(Data listing)
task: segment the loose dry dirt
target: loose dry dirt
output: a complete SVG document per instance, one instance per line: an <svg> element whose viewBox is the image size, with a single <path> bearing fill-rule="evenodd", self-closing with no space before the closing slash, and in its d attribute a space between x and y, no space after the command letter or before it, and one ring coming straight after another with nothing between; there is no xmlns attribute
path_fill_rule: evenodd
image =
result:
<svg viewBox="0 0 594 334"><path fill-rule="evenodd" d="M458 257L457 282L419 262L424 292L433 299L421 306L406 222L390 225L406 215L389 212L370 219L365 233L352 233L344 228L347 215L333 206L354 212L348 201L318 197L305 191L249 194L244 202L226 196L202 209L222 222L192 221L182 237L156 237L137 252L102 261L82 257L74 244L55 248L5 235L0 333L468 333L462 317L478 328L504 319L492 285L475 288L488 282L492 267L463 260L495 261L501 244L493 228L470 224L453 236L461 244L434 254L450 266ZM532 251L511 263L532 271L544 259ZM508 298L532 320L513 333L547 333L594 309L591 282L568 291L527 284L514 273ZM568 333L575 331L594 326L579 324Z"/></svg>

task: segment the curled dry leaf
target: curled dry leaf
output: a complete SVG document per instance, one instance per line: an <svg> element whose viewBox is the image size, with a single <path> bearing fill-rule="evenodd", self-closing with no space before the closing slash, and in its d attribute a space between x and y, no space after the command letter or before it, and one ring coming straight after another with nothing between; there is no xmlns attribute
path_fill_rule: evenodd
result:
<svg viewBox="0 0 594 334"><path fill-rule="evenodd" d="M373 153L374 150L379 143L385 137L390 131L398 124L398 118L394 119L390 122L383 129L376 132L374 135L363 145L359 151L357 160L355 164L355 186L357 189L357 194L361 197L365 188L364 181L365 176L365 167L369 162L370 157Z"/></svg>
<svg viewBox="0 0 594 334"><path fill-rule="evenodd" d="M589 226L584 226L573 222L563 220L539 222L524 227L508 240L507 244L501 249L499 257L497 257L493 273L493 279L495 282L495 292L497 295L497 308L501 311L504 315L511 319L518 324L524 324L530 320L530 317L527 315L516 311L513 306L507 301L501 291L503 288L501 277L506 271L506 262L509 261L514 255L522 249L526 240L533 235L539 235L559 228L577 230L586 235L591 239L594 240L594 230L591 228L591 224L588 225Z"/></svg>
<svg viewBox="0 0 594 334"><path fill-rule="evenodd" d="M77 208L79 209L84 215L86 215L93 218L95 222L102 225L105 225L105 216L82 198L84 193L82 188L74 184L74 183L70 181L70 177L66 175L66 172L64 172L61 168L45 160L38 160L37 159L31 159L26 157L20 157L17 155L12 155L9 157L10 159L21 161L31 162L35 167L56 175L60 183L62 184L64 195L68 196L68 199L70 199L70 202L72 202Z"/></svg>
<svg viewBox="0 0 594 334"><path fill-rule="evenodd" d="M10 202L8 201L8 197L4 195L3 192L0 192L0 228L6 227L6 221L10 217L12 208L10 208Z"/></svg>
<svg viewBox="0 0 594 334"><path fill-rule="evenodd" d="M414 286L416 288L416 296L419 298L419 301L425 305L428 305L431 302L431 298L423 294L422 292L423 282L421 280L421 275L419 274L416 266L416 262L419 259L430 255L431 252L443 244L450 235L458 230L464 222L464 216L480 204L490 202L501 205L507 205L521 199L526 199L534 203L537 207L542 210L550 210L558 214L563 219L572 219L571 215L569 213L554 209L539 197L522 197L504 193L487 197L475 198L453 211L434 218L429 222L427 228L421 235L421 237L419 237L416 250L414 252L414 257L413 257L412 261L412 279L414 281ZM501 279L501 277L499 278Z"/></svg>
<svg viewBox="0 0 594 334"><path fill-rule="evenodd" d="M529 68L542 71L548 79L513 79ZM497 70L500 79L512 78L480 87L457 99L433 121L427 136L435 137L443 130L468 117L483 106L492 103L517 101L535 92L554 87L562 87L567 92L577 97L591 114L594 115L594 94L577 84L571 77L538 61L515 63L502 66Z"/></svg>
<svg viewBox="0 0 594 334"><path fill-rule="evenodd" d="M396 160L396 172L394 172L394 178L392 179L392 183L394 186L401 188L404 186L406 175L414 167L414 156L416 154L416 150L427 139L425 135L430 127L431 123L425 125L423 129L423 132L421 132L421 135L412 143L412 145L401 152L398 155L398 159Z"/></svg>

= SHORT EXERCISE =
Each line of the material must be restated exactly.

= FINAL ANSWER =
task: segment the loose dry dirt
target: loose dry dirt
output: a complete SVG document per instance, one instance per line: an <svg> element whose viewBox is the image size, with a single <path> bearing fill-rule="evenodd", self-closing with no space before the closing slash, and in its d attribute a space between x and y, no space after the command letter or before it, and one ring coming straight after another with nothing between; there is no xmlns attribute
path_fill_rule: evenodd
image =
result:
<svg viewBox="0 0 594 334"><path fill-rule="evenodd" d="M458 257L457 282L419 262L424 292L433 299L421 306L406 222L390 225L406 215L389 212L370 219L365 233L352 233L344 228L347 215L333 206L354 212L348 201L318 197L305 191L249 194L244 202L226 196L202 209L222 222L192 221L182 237L156 237L137 252L102 261L82 257L74 244L55 248L5 235L0 333L468 333L462 317L478 328L504 319L492 285L475 288L488 282L492 267L463 260L495 261L501 244L493 228L470 224L453 236L461 244L434 254L450 266ZM532 251L511 263L532 271L544 259ZM508 298L532 320L513 333L547 333L594 309L591 282L568 291L527 284L514 273ZM568 333L575 331L594 326L579 324Z"/></svg>

task: segment the curled dry leaf
target: curled dry leaf
output: a complete SVG document per instance, one instance per line: an <svg> element whose viewBox is the image size, with a single <path> bearing fill-rule="evenodd", self-closing with no space before the closing slash, and in its d attribute a space between x and y, no space after the command letter or before it, and one ring coming straight after another with nothing between; there is no xmlns attribute
path_fill_rule: evenodd
result:
<svg viewBox="0 0 594 334"><path fill-rule="evenodd" d="M373 153L374 150L379 143L385 137L390 131L398 124L398 118L394 119L390 122L383 129L376 132L374 135L363 145L359 151L357 160L355 164L355 186L357 189L357 194L361 197L365 188L364 181L365 176L365 167L369 162L370 157Z"/></svg>
<svg viewBox="0 0 594 334"><path fill-rule="evenodd" d="M589 226L584 226L573 222L563 220L539 222L524 227L508 240L507 244L501 249L499 257L497 257L493 273L493 279L495 282L495 292L497 295L497 308L501 311L504 315L511 319L518 324L524 324L530 320L530 317L527 315L516 311L513 306L507 301L501 291L503 288L501 277L506 271L506 262L509 261L514 255L522 249L526 240L533 235L539 235L559 228L577 230L586 235L591 239L594 240L594 230L591 228L591 224L588 225Z"/></svg>
<svg viewBox="0 0 594 334"><path fill-rule="evenodd" d="M77 208L79 209L84 215L86 215L93 218L95 222L102 225L105 225L105 216L82 198L84 193L82 188L74 184L74 183L70 181L70 177L66 175L66 172L64 172L61 168L45 160L38 160L37 159L31 159L26 157L20 157L17 155L12 155L9 157L10 159L21 161L31 162L35 167L56 175L60 183L62 184L64 195L68 196L68 199L70 199L70 202L72 202Z"/></svg>
<svg viewBox="0 0 594 334"><path fill-rule="evenodd" d="M10 202L8 201L8 197L4 195L3 192L0 192L0 228L6 227L6 221L10 217L12 208L10 208Z"/></svg>
<svg viewBox="0 0 594 334"><path fill-rule="evenodd" d="M414 286L416 288L416 296L419 298L419 301L425 305L428 305L431 302L431 298L423 294L422 292L423 282L421 280L421 275L419 274L416 266L416 262L419 259L430 255L431 252L443 244L450 235L458 230L464 222L464 216L480 204L490 202L501 205L507 205L521 199L526 199L534 203L537 207L542 210L550 210L558 214L563 219L572 219L571 215L569 213L554 209L539 197L522 197L504 193L487 197L475 198L453 211L434 218L429 222L427 228L421 235L421 237L419 237L416 250L414 252L414 257L413 257L412 261L412 279L414 281ZM501 279L501 277L499 278Z"/></svg>
<svg viewBox="0 0 594 334"><path fill-rule="evenodd" d="M529 68L542 71L548 79L513 79ZM497 70L500 79L512 78L480 87L457 99L433 121L427 136L435 137L443 130L468 117L483 106L492 103L517 101L535 92L554 87L562 87L567 92L577 97L591 114L594 115L594 94L577 84L571 77L538 61L515 63L502 66Z"/></svg>
<svg viewBox="0 0 594 334"><path fill-rule="evenodd" d="M396 160L396 172L394 172L394 178L392 179L392 183L394 186L401 188L404 186L406 175L414 167L414 156L416 154L416 150L427 139L425 135L430 127L431 123L425 125L423 129L423 132L421 132L421 135L412 143L412 145L401 152L398 155L398 159Z"/></svg>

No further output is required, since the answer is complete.